● **Exercise details**:
Word for word, restate every line of the listing that follows.

● **Information supplied**:
===

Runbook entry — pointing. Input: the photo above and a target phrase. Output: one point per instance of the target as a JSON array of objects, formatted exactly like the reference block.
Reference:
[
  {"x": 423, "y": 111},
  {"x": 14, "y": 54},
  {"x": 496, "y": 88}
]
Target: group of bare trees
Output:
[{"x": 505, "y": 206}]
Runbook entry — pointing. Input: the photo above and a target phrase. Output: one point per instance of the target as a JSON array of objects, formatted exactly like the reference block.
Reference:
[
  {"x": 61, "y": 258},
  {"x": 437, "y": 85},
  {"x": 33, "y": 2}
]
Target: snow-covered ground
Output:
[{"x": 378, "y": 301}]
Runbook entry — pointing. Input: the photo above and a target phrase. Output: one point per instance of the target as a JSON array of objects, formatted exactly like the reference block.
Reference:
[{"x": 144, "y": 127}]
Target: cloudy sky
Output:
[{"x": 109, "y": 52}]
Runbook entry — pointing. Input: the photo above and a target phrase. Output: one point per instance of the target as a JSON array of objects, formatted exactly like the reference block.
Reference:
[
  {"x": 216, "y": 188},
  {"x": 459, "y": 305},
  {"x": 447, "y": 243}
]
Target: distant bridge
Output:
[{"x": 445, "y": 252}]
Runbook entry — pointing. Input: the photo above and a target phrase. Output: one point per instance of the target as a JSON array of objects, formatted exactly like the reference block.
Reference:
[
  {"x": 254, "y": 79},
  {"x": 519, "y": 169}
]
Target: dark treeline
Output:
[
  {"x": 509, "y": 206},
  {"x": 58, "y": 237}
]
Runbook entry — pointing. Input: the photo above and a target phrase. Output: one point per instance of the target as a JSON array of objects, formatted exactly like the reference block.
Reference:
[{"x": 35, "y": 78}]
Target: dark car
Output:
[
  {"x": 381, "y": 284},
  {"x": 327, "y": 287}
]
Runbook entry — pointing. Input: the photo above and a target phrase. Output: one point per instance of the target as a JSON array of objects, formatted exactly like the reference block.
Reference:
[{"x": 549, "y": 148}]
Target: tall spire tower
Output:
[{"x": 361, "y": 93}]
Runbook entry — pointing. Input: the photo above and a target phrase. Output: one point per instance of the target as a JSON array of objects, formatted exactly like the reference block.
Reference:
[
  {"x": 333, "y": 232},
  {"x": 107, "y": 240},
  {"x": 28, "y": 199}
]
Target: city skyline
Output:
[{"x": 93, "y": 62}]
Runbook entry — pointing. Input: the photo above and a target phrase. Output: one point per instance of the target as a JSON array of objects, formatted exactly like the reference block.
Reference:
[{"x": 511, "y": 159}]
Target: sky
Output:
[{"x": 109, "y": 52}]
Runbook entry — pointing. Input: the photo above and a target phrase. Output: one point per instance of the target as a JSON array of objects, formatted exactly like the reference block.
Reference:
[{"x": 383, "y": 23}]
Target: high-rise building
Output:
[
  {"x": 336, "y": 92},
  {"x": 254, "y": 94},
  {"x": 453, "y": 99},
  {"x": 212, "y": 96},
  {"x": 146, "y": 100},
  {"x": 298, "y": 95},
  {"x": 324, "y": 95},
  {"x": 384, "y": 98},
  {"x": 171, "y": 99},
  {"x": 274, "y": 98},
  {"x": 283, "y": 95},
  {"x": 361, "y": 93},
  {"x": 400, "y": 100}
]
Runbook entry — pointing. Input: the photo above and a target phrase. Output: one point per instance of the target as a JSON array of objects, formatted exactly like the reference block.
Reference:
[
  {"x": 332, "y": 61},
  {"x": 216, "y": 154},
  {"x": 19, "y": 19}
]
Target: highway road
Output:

===

● **Answer to the problem**:
Runbook entry — pointing. Input: the photo above and a target phrase. Output: one point per instance of the target as a JSON array of objects, formatted exactly like the reference block.
Reference:
[
  {"x": 423, "y": 111},
  {"x": 14, "y": 54},
  {"x": 496, "y": 88}
]
Target: group of bare trees
Output:
[{"x": 505, "y": 206}]
Runbook entry — pointing. Input: the photo above and a target phrase. Output: one point per instance of the target as a JSON array of objects, formatted exactly like the reference block.
Reference:
[
  {"x": 61, "y": 258},
  {"x": 437, "y": 85},
  {"x": 33, "y": 2}
]
Target: snow-covered ground
Output:
[{"x": 378, "y": 301}]
Runbook entry — pointing. Input: the photo above and a target phrase. Output: one point per instance of the target as a JSON array of objects, formatted exactly like the reference block.
Reference:
[{"x": 144, "y": 127}]
Target: cloudy sky
Output:
[{"x": 109, "y": 52}]
Runbook entry — pointing. Input: the photo above and a target phrase. Output: one point per instance of the target as a JSON array of objects, formatted exactly like the reference block.
Reference:
[
  {"x": 216, "y": 188},
  {"x": 459, "y": 305},
  {"x": 447, "y": 243}
]
Target: distant bridge
Output:
[{"x": 445, "y": 252}]
Runbook entry — pointing. Input: the photo above and a target phrase. Output: one point per instance of the target as a JSON array of objects, formatted exactly like the reference block.
Reference:
[
  {"x": 254, "y": 79},
  {"x": 519, "y": 169}
]
Target: dark treeline
Output:
[
  {"x": 509, "y": 206},
  {"x": 58, "y": 237}
]
Runbook entry — pointing. Input: the photo above and a target phrase. Output: one point per instance of the target as a JSON array of objects, formatted exactly like the reference block.
Reference:
[{"x": 35, "y": 78}]
Target: dark car
Output:
[
  {"x": 381, "y": 284},
  {"x": 327, "y": 287}
]
Runbook entry — pointing. Input: the photo above and a target phrase. Output: one point per instance of the target as a JSON array of objects, formatted exactly like the reference block.
Reference:
[{"x": 549, "y": 148}]
Target: tall spire tower
Output:
[{"x": 361, "y": 93}]
Runbook entry — pointing. Input: the photo above and a target phrase. Output: one point per instance of the target as a JSON array of objects, formatted exactly like the reference block.
Reference:
[
  {"x": 333, "y": 232},
  {"x": 107, "y": 240},
  {"x": 28, "y": 199}
]
Target: city skyline
Output:
[{"x": 93, "y": 62}]
Runbook entry — pointing. Input: the photo above and a target phrase. Output: one point per instance of the target as a JSON array of objects, formatted exactly like the reference block.
Reference:
[{"x": 511, "y": 159}]
Target: sky
Output:
[{"x": 109, "y": 52}]
Runbook entry — pointing. Input: the photo above and a target phrase. Output: one point per instance of the target as a JSON array of objects, formatted exactly like the reference block.
Reference:
[{"x": 383, "y": 23}]
Target: high-rise building
Output:
[
  {"x": 336, "y": 92},
  {"x": 254, "y": 94},
  {"x": 453, "y": 99},
  {"x": 212, "y": 96},
  {"x": 146, "y": 100},
  {"x": 298, "y": 95},
  {"x": 324, "y": 95},
  {"x": 384, "y": 98},
  {"x": 171, "y": 99},
  {"x": 274, "y": 98},
  {"x": 283, "y": 95},
  {"x": 361, "y": 93},
  {"x": 400, "y": 100}
]
Runbook entry — pointing. Input: the photo above and a target phrase. Output: one point per instance of the target as a JSON array of objects, formatted exactly like the reference block.
Reference:
[
  {"x": 332, "y": 61},
  {"x": 216, "y": 154},
  {"x": 19, "y": 19}
]
Target: highway road
Output:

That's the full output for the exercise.